▸ **WRITTEN EXERCISE**: Please render the material below as a Markdown table with the columns Row and Text, giving each line its number under Row and the line itself under Text. Leave out blank lines.

--- begin DATA PROVIDED ---

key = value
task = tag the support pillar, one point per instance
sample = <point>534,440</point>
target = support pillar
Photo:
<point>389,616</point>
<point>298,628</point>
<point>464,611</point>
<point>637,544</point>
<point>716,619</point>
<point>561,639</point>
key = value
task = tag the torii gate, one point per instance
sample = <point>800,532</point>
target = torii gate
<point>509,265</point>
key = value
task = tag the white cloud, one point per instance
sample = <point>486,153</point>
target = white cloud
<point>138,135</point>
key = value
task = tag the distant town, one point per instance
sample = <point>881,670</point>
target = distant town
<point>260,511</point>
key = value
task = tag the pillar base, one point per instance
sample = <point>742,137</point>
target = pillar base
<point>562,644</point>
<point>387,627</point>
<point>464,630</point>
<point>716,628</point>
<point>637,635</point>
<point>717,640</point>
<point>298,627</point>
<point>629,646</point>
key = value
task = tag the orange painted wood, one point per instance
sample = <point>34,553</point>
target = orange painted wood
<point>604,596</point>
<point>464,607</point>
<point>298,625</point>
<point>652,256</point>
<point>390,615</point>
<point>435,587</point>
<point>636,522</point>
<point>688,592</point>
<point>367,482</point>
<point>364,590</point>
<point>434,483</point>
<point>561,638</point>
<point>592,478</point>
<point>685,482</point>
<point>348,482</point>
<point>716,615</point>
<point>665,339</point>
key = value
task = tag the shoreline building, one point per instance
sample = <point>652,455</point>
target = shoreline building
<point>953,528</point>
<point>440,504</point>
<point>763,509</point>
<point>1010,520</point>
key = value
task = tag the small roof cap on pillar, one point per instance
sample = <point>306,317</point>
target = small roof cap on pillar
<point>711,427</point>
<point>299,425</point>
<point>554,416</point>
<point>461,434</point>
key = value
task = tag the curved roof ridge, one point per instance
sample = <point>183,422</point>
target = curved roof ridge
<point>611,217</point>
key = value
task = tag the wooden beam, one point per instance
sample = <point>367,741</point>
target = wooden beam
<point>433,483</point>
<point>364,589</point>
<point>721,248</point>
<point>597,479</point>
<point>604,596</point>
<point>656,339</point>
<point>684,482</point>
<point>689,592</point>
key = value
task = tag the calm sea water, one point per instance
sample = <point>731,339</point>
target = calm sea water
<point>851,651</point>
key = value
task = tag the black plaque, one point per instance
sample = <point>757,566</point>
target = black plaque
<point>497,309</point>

--- end DATA PROVIDED ---

▸ **RESULT**:
| Row | Text |
|---|---|
| 1 | key = value |
| 2 | task = tag the support pillar, one point per instance |
| 3 | sample = <point>534,440</point> |
| 4 | target = support pillar |
| 5 | Photo: |
| 6 | <point>389,616</point> |
| 7 | <point>298,628</point> |
| 8 | <point>464,611</point> |
| 9 | <point>637,544</point> |
| 10 | <point>716,619</point> |
| 11 | <point>561,639</point> |
| 12 | key = value |
| 13 | task = tag the torii gate, one point per instance |
| 14 | sample = <point>800,532</point> |
| 15 | target = torii gate |
| 16 | <point>509,265</point> |
| 17 | key = value |
| 18 | task = tag the white cloud, one point per instance |
| 19 | sample = <point>486,153</point> |
| 20 | target = white cloud |
| 21 | <point>138,135</point> |
| 22 | key = value |
| 23 | task = tag the distant town, one point per instance |
| 24 | sample = <point>881,670</point> |
| 25 | target = distant town |
| 26 | <point>260,511</point> |
| 27 | key = value |
| 28 | task = tag the pillar base, one point per instance |
| 29 | sample = <point>742,137</point> |
| 30 | target = pillar base |
| 31 | <point>562,644</point> |
| 32 | <point>387,627</point> |
| 33 | <point>464,630</point> |
| 34 | <point>716,628</point> |
| 35 | <point>637,635</point> |
| 36 | <point>717,640</point> |
| 37 | <point>298,627</point> |
| 38 | <point>629,646</point> |
| 39 | key = value |
| 40 | task = tag the orange painted wood, one point per instance |
| 41 | sample = <point>34,553</point> |
| 42 | target = orange painted wood |
| 43 | <point>604,596</point> |
| 44 | <point>464,607</point> |
| 45 | <point>298,625</point> |
| 46 | <point>652,256</point> |
| 47 | <point>390,615</point> |
| 48 | <point>435,587</point> |
| 49 | <point>636,522</point> |
| 50 | <point>688,592</point> |
| 51 | <point>367,482</point> |
| 52 | <point>364,590</point> |
| 53 | <point>434,483</point> |
| 54 | <point>561,638</point> |
| 55 | <point>592,478</point> |
| 56 | <point>685,482</point> |
| 57 | <point>348,482</point> |
| 58 | <point>716,615</point> |
| 59 | <point>665,339</point> |
| 60 | key = value |
| 61 | task = tag the shoreline building, one point per instance |
| 62 | sample = <point>652,455</point> |
| 63 | target = shoreline building |
| 64 | <point>953,528</point> |
| 65 | <point>440,504</point> |
| 66 | <point>763,509</point> |
| 67 | <point>1010,520</point> |
| 68 | key = value |
| 69 | task = tag the small roof cap on pillar, one point per instance |
| 70 | sample = <point>306,317</point> |
| 71 | target = small roof cap on pillar |
| 72 | <point>711,427</point> |
| 73 | <point>299,425</point> |
| 74 | <point>554,416</point> |
| 75 | <point>461,434</point> |
| 76 | key = value |
| 77 | task = tag the curved roof ridge, one point per instance |
| 78 | sample = <point>183,422</point> |
| 79 | target = curved roof ridge |
| 80 | <point>611,217</point> |
| 81 | key = value |
| 82 | task = tag the wooden beam, one point per instance |
| 83 | sample = <point>367,741</point> |
| 84 | target = wooden beam |
| 85 | <point>433,483</point> |
| 86 | <point>364,589</point> |
| 87 | <point>721,248</point> |
| 88 | <point>597,479</point> |
| 89 | <point>604,596</point> |
| 90 | <point>656,339</point> |
| 91 | <point>684,482</point> |
| 92 | <point>689,592</point> |
| 93 | key = value |
| 94 | task = tag the calm sea water, one point per instance |
| 95 | sample = <point>731,339</point> |
| 96 | target = calm sea water |
| 97 | <point>851,651</point> |
| 98 | key = value |
| 99 | task = tag the black plaque, one point per instance |
| 100 | sample = <point>757,566</point> |
| 101 | target = black plaque |
| 102 | <point>497,309</point> |